>>>>

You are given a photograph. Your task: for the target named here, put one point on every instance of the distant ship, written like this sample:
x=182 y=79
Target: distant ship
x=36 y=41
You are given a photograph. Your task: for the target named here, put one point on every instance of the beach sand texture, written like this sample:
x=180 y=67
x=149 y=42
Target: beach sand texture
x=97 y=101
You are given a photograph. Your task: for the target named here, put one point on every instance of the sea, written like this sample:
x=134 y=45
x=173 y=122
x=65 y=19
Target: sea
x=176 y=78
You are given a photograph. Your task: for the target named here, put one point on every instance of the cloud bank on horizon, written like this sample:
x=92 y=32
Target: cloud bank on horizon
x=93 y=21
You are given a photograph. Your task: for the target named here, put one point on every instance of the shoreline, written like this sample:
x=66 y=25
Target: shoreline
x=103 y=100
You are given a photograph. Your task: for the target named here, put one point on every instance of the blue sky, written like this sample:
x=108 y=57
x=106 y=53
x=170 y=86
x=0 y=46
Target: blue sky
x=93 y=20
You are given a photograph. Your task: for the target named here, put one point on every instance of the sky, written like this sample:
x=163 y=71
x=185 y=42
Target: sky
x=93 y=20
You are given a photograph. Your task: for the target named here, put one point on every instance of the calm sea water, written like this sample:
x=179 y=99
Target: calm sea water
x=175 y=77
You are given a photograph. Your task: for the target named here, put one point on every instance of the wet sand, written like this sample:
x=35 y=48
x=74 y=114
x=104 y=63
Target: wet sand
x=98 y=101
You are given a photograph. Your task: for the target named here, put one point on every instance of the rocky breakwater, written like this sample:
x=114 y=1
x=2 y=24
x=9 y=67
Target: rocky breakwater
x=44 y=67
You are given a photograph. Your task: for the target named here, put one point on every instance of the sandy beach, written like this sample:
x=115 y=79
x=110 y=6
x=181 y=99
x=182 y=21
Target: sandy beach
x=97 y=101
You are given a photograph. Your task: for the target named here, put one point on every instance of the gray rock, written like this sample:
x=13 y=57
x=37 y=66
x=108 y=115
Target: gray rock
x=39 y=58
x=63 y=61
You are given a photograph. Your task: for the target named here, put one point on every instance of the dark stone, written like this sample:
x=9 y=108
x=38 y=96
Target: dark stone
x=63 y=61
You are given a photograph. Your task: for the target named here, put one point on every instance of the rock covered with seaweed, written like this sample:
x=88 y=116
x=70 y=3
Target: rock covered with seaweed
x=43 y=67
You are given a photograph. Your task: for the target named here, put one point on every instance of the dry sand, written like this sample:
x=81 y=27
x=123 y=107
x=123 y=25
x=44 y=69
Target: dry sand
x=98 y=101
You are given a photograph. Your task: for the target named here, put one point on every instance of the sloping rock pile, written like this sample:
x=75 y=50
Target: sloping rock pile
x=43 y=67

<<<<

• _Required work_
Give every line of the material again, exactly as it reads.

• _Solution_
You are given a photograph. Your task: for the target named here, put one point on every instance of the distant ship, written like this sample:
x=182 y=79
Target: distant ship
x=36 y=41
You are given a photograph. Your task: for the target named here, put one point on every instance of the beach sand texture, written like this sample:
x=180 y=67
x=149 y=42
Target: beach sand texture
x=97 y=101
You are given a photograph. Your task: for the target named here, put one point on every instance of the sea, written like this sample:
x=134 y=45
x=173 y=122
x=65 y=19
Target: sea
x=176 y=78
You are given a photograph. Your task: for the target named here, put one point on every instance of the cloud bank on horizon, written like this sample:
x=92 y=32
Target: cloud bank on horizon
x=93 y=21
You are given a photograph. Your task: for the target named here, put one point on every instance of the shoreline, written like this sample:
x=66 y=25
Target: shoreline
x=103 y=100
You are given a photograph. Your task: for the target named here, put one point on every instance of the blue sky, written like this sample:
x=108 y=57
x=106 y=53
x=170 y=86
x=0 y=46
Target: blue sky
x=93 y=20
You are given a photograph. Your task: for the target named here, put one point on every instance of the sky, written like this sample:
x=163 y=71
x=185 y=42
Target: sky
x=93 y=20
You are given a photograph. Your task: for the target named here, put one point on every instance of the calm sea water, written like this sample:
x=179 y=99
Target: calm sea water
x=175 y=77
You are given a photograph. Your task: for the target named here, put one point on every instance of the wet sand, written like this sample:
x=35 y=48
x=74 y=114
x=104 y=63
Target: wet sand
x=98 y=101
You are given a photograph. Your task: for the target named here, put one point on every instance of the rocky breakwater, written like this sample:
x=114 y=1
x=2 y=24
x=9 y=67
Target: rocky breakwater
x=44 y=67
You are given a photograph. Your task: for the target named here, put one point on every instance of the sandy beach, written like this sample:
x=115 y=79
x=110 y=6
x=181 y=99
x=182 y=21
Target: sandy beach
x=97 y=101
You are given a photograph. Your task: for the target named here, put one point on every instance of the gray rock, written like this sample:
x=13 y=57
x=37 y=66
x=108 y=115
Target: gray rock
x=39 y=58
x=63 y=61
You are given a photograph. Your task: for the target named here, put one point on every instance of the dark stone, written like this sample:
x=9 y=108
x=38 y=96
Target: dark stone
x=63 y=61
You are given a photograph. Your task: for the target named here, put one point on every instance of the rock covered with seaweed, written like this sample:
x=88 y=116
x=70 y=3
Target: rock covered with seaweed
x=43 y=67
You are given a photograph. Your task: for the target named here, put one point on every instance of the dry sand, written like this sample:
x=81 y=27
x=123 y=107
x=123 y=25
x=44 y=69
Target: dry sand
x=98 y=101
You are given a photograph. Your task: for the target named here, put one point on every instance of the sloping rock pile, written like this sample:
x=75 y=50
Target: sloping rock pile
x=43 y=67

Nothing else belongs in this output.